If they didn't read the warranty, that's their fault, not mine. I'm obviously open and candid about that fact and have nothing to hide. If they ask, I tell them and some consumers have asked in the past, and no doubt will ask in the fiture. I encourage every consumer to do their due diligence before hiring any contractor. Know what you are signing before you sign it and if you don't agree, don't sign it. 

I encourage you to read some of the warranty documents from some of the manufacturers whos' products you install and see if they don't also have similiar limitations and dsiclaimers. I assumre you of the warranty documents I have examined from my manufacturers and competitors, it's the norm. Roofing has a very high liability, and as a smart business manager I need to limit that liability. I'm not a home builder, but a roofer. The two are not the same. 

Let me put it in another way. Some of our work is commercial. In some of these commercial buildings there may be printing machines worth about as much as my house. Get some water on that and funny things will start to happen. Do you think I am capable of buying them a new machine? As I stated my insurance on each job runs out at completion of that job.

● **RECORDED DATA**
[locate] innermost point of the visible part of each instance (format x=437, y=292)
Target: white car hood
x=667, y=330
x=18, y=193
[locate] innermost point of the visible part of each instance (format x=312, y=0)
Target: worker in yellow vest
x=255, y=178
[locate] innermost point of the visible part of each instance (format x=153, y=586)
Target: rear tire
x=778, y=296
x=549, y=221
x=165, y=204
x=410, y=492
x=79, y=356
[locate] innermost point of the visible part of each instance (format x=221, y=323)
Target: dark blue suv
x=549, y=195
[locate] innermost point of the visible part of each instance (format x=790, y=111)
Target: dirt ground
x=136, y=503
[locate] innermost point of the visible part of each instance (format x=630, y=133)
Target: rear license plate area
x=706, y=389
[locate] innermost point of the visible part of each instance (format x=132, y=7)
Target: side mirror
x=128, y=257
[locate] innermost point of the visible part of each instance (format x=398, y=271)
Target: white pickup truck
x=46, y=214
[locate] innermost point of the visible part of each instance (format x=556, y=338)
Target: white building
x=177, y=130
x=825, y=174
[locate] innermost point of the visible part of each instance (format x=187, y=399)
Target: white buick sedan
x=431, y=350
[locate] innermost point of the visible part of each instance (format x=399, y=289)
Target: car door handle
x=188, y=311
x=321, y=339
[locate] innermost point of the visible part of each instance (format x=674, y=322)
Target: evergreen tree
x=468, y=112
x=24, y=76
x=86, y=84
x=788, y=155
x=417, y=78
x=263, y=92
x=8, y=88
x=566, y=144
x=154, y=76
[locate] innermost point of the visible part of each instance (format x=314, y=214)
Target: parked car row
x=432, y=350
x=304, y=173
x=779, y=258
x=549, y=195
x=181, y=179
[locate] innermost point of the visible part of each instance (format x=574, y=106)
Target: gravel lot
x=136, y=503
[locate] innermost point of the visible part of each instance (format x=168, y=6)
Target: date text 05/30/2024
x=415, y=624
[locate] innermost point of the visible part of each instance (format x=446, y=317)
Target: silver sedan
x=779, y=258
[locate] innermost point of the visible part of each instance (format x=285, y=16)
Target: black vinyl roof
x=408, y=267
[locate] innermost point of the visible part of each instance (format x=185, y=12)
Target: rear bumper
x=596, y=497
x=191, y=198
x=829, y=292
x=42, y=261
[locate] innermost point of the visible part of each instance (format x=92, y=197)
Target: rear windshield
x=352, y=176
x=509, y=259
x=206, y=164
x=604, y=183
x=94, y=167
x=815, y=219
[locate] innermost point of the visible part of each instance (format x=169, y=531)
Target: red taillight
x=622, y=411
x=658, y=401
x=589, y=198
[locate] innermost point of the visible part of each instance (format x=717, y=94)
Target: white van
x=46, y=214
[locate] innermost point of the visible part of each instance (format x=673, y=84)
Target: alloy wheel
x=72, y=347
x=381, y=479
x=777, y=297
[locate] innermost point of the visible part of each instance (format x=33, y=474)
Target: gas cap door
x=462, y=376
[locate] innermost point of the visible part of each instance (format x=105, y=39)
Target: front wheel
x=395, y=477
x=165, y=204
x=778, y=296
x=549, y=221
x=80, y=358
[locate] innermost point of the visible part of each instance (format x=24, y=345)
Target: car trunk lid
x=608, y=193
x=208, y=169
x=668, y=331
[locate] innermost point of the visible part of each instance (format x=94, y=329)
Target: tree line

● **WHAT YOU NEED TO DO**
1. According to the roofing warranty post, when does the writer's insurance on each job run out?
2. Reproduce the stretch of the roofing warranty post from "If they didn't" through "not the same.".
3. Decide whether each statement agrees with the roofing warranty post, and quote the words that settle it. (a) The writer describes himself as a home builder rather than a roofer. (b) Some of the writer's work is commercial. (c) The writer says roofing carries a low liability.

● **WORKED ANSWERS**
1. It runs out at the completion of that job.

2.
If they didn't read the warranty, that's their fault, not mine. I'm obviously open and candid about that fact and have nothing to hide. If they ask, I tell them and some consumers have asked in the past, and no doubt will ask in the fiture. I encourage every consumer to do their due diligence before hiring any contractor. Know what you are signing before you sign it and if you don't agree, don't sign it. 

I encourage you to read some of the warranty documents from some of the manufacturers whos' products you install and see if they don't also have similiar limitations and dsiclaimers. I assumre you of the warranty documents I have examined from my manufacturers and competitors, it's the norm. Roofing has a very high liability, and as a smart business manager I need to limit that liability. I'm not a home builder, but a roofer. The two are not the same.

3.
(a) No: "I'm not a home builder, but a roofer."
(b) Yes: "Some of our work is commercial."
(c) No: "Roofing has a very high liability"